DOCUMENT SEGMENT »
FYSB’s Runaway and Homeless Youth (RHY) Program provides shelter and support services for youth experiencing homelessness, including pregnant and parenting youth and their child(ren). Particularly through the Transitional Living (TLP) and Maternity Group Home (MGH) program, which serve youth between the ages of 16 and 22, services are designed to help youth experiencing homelessness develop the skills necessary to make a successful transition to self-sufficient living, paving a way for youth to realign education and career paths in order to set them up for success and a stable family later in life, ending a possible cycle of poverty. MGHs are specifically designed to meet the needs of pregnant and parenting youth and offer an array of comprehensive services to teach parenting skills, child development, family budgeting, and health and nutrition to young mothers and fathers.

Adolescent Pregnancy Prevention Program

FYSB’s Adolescent Pregnancy Prevention (APP) Program supports programs promoting healthy relationships, parent-child communication, and male responsibility while helping prevent teenage pregnancy among middle school youth. APP’s Sexual Risk Avoidance Education grantees provide youth with mentoring, counseling, and adult supervision to promote abstinence from sexual activity.

Several of APP’s Personal Responsibility Education Program grantees implement a curriculum called Wise Guys that works to strengthen communication between boys and their parents; increase knowledge related to sexual attitudes and the consequences of risky behavior to prevent early entrance to fatherhood; and enhances boys’ ability to identify personal values.

Family Violence Prevention Services Program

FYSB’s Family Violence Prevention and Services Program grantees have supported a number of efforts working with fatherhood programs/initiatives to address domestic violence and promote healthy parenting practices. State Domestic Violence Coalitions and Tribal programs collaborate with fatherhood programs to share common messages about domestic violence prevention, strong families, and healthy relationships, focusing on engaging boys, men and especially fathers in efforts to reduce incidences of intimate partner violence.

DATA PROVIDED »

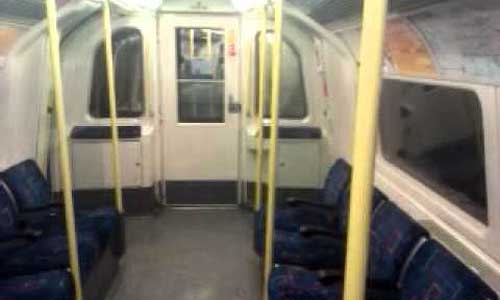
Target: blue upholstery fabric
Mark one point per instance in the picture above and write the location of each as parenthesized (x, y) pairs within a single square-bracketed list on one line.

COMPLETE THE FOLLOWING »
1. In the text on FYSB's youth and family programs, what ages do the Transitional Living and Maternity Group Home programs serve?
2. Pick up the text on FYSB's youth and family programs after its last sentence and carry it forward.

ANSWERS IN ORDER »
1. Youth between the ages of 16 and 22.

2.
Conclusion

FYSB strongly encourages all grantees and service providers it supports to ensure that father engagement, parent empowerment, and work with young men and boys continue be incorporated as part of their programming in local communities.

b. Office of Child Care

Child care serves as a critical resource in strengthening the role fathers play in the lives of their children. Nurturing relationships between fathers and their families contribute to positive cognitive and social developmental outcomes among children (Grossmann, K., Grossmann, K. E., Fremmer-Bombik, E., Kindler, H., Scheuerer-Englisch, H., & Zimmermann, A. P. [2002]), as well as healthier family environments that are less likely to involve, and better equipped to mitigate the effects of, adverse early childhood experiences (ACEs) which negatively impact long term healthy growth, development, and learning (Verbitsky-Savitz, N., Hargreaves, M., Penoyer, S., Morales, N., Coffee-Borden, B., & Whitesell, E. [2016]). Early care and learning providers in both home- and center-based settings are uniquely positioned to facilitate and promote fatherhood engagement initiatives. For families where both parents do not live in the same household, child care settings are an important resource to help families communicate about their children’s growth and learning, and develop their parenting skills.

The Child Care and Development Fund (CCDF), through the Office of Child Care (OCC), supports low-income working families through child care financial assistance and enhances children's learning by improving the quality of early care and education and afterschool programs. Supporting fatherhood engagement is an allowable quality expenditure based on the emphasis on parent engagement in the CCDF Act and Final Rule, which encourages grantees to invest in training and outreach that engages parents and families in culturally and linguistically appropriate ways to expand their knowledge, skills, and capacity to become meaningful partners in supporting their children's positive development.

OCC strongly encourages all offices of child care and child care programs to work intensively to engage and involve fathers.

c. Office of Child Support Enforcement

The child support program is the largest public program with a primary focus on fathers and their role in creating family well-being and economic self-sufficiency. The child support enforcement program works with fathers from the time their children are born until their children reach the age of majority. By engaging with fathers from the beginning, the child support program protects the legal connection fathers have with their children and supports lifelong emotional and financial support. The child support program is focused on more than just financial support, with expanded efforts to support fathers’ engagement in the lives of their children through shared employment services and parenting programs.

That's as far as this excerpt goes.